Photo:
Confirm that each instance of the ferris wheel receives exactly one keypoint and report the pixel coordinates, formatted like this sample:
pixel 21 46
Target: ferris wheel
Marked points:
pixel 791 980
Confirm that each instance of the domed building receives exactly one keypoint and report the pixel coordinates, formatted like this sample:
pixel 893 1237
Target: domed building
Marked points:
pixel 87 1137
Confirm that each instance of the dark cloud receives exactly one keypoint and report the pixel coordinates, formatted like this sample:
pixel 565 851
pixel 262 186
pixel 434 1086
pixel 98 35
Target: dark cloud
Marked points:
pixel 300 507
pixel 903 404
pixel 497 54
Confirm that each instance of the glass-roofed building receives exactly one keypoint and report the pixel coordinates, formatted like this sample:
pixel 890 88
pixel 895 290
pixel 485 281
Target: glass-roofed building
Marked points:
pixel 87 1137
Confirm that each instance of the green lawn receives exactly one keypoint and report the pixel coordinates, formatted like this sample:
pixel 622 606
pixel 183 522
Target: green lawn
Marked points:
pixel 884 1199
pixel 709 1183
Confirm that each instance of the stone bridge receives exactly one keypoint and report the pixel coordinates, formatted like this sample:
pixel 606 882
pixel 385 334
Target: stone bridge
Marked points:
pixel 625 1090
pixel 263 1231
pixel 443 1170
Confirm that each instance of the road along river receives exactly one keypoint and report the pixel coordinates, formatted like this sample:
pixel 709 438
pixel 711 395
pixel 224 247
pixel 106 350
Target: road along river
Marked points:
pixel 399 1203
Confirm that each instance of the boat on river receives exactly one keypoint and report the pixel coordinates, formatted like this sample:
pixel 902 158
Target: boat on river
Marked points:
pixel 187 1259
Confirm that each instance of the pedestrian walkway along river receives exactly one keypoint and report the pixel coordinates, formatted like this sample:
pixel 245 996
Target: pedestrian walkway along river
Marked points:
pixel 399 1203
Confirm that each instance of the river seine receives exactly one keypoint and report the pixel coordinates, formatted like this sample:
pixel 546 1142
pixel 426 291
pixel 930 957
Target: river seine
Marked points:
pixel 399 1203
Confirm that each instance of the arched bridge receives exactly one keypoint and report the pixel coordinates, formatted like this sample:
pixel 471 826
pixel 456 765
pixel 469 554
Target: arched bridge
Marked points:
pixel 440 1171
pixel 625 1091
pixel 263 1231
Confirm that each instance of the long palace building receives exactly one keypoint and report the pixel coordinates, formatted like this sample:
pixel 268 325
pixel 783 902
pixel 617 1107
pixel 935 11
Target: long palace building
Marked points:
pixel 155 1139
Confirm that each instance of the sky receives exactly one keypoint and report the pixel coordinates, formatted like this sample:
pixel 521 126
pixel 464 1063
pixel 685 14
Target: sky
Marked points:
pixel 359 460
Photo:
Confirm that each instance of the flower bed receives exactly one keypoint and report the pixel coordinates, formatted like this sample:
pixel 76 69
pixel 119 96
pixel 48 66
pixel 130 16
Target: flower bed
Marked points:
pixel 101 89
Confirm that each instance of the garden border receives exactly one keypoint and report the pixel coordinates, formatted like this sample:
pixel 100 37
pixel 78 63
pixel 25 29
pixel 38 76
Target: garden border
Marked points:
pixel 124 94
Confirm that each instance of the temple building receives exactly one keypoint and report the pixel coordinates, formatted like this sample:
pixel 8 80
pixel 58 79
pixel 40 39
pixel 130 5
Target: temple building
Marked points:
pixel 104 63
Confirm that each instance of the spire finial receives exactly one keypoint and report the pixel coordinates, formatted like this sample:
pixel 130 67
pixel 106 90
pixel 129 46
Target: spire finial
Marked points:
· · ·
GIVEN PROBLEM => Turn the listing above into a Markdown table with one row per line, numbered in order, with the columns Row and Listing line. Leave out blank lines.

WRITTEN REPLY =>
| Row | Listing line |
|---|---|
| 1 | Photo: |
| 2 | Confirm that each instance of the ferris wheel receives exactly one keypoint and report the pixel coordinates, formatted like this sample: |
| 3 | pixel 21 46 |
| 4 | Target: ferris wheel |
| 5 | Marked points: |
| 6 | pixel 791 980 |
| 7 | Confirm that each instance of the domed building receives exactly one keypoint and report the pixel coordinates, formatted like this sample: |
| 8 | pixel 893 1237 |
| 9 | Target: domed building |
| 10 | Marked points: |
| 11 | pixel 87 1137 |
| 12 | Confirm that each instance of the dark cloud receives exactly one keypoint and report the pixel coordinates, formatted like this sample: |
| 13 | pixel 565 851 |
| 14 | pixel 262 186 |
| 15 | pixel 434 1086 |
| 16 | pixel 98 35 |
| 17 | Target: dark cloud |
| 18 | Marked points: |
| 19 | pixel 300 507 |
| 20 | pixel 903 404 |
| 21 | pixel 497 54 |
| 22 | Confirm that each instance of the glass-roofed building receives exactly one keypoint and report the pixel coordinates, formatted like this sample: |
| 23 | pixel 890 88 |
| 24 | pixel 895 290 |
| 25 | pixel 485 281 |
| 26 | Target: glass-roofed building |
| 27 | Marked points: |
| 28 | pixel 87 1137 |
| 29 | Confirm that each instance of the green lawn receives exactly one keypoint and report the pixel coordinates, formatted like this sample: |
| 30 | pixel 622 606 |
| 31 | pixel 183 522 |
| 32 | Target: green lawn |
| 33 | Marked points: |
| 34 | pixel 884 1199 |
| 35 | pixel 709 1183 |
| 36 | Confirm that each instance of the stone bridge receives exactly one keypoint and report the pixel coordinates, formatted like this sample: |
| 37 | pixel 606 882 |
| 38 | pixel 385 334 |
| 39 | Target: stone bridge |
| 40 | Marked points: |
| 41 | pixel 625 1090 |
| 42 | pixel 263 1231 |
| 43 | pixel 443 1170 |
| 44 | Confirm that each instance of the road along river receives exactly one keypoint and report the pixel coordinates, formatted like this sample: |
| 45 | pixel 709 438 |
| 46 | pixel 711 395 |
| 47 | pixel 224 247 |
| 48 | pixel 106 350 |
| 49 | Target: road along river |
| 50 | Marked points: |
| 51 | pixel 399 1203 |
| 52 | Confirm that each instance of the boat on river receives exactly one keypoint and report the pixel coordinates, formatted like this sample: |
| 53 | pixel 902 158 |
| 54 | Target: boat on river |
| 55 | Marked points: |
| 56 | pixel 187 1259 |
| 57 | Confirm that each instance of the pedestrian walkway along river receives exactly one keypoint and report the pixel coordinates, formatted like this sample: |
| 58 | pixel 245 996 |
| 59 | Target: pedestrian walkway along river |
| 60 | Marked points: |
| 61 | pixel 399 1203 |
| 62 | Confirm that each instance of the river seine receives exactly one keypoint and report the pixel coordinates, formatted like this sample: |
| 63 | pixel 546 1142 |
| 64 | pixel 426 291 |
| 65 | pixel 930 957 |
| 66 | Target: river seine |
| 67 | Marked points: |
| 68 | pixel 399 1203 |
| 69 | Confirm that each instance of the arched bridge receives exactly one keypoint and report the pixel coordinates, formatted like this sample: |
| 70 | pixel 471 826 |
| 71 | pixel 456 765 |
| 72 | pixel 469 554 |
| 73 | Target: arched bridge |
| 74 | Marked points: |
| 75 | pixel 440 1171 |
| 76 | pixel 625 1091 |
| 77 | pixel 263 1231 |
| 78 | Confirm that each instance of the long palace building receives exactly one keypoint and report the pixel coordinates, formatted like this sample: |
| 79 | pixel 268 325 |
| 80 | pixel 783 902 |
| 81 | pixel 617 1107 |
| 82 | pixel 935 11 |
| 83 | Target: long palace building |
| 84 | Marked points: |
| 85 | pixel 155 1139 |
| 86 | Confirm that each instance of the sky receives exactly one keypoint and report the pixel coordinates, formatted like this sample: |
| 87 | pixel 521 126 |
| 88 | pixel 464 1063 |
| 89 | pixel 685 14 |
| 90 | Target: sky |
| 91 | Marked points: |
| 92 | pixel 359 460 |
| 93 | Photo: |
| 94 | Confirm that each instance of the flower bed receives exactly one keypoint and report the pixel coordinates, formatted like this sample: |
| 95 | pixel 76 69 |
| 96 | pixel 119 96 |
| 97 | pixel 48 66 |
| 98 | pixel 130 16 |
| 99 | Target: flower bed |
| 100 | Marked points: |
| 101 | pixel 101 89 |
| 102 | Confirm that each instance of the garden border receives exactly one keypoint and report the pixel coordinates, formatted like this sample: |
| 103 | pixel 100 37 |
| 104 | pixel 78 63 |
| 105 | pixel 25 29 |
| 106 | pixel 38 76 |
| 107 | Target: garden border |
| 108 | Marked points: |
| 109 | pixel 124 94 |
| 110 | Confirm that each instance of the temple building receives exactly one keypoint and report the pixel coordinates, formatted like this sample: |
| 111 | pixel 8 80 |
| 112 | pixel 58 79 |
| 113 | pixel 40 39 |
| 114 | pixel 130 5 |
| 115 | Target: temple building |
| 116 | Marked points: |
| 117 | pixel 104 63 |
| 118 | Confirm that each instance of the spire finial receives exactly one keypoint and report the pixel coordinates, formatted like this sample: |
| 119 | pixel 130 67 |
| 120 | pixel 106 90 |
| 121 | pixel 129 46 |
| 122 | Target: spire finial |
| 123 | Marked points: |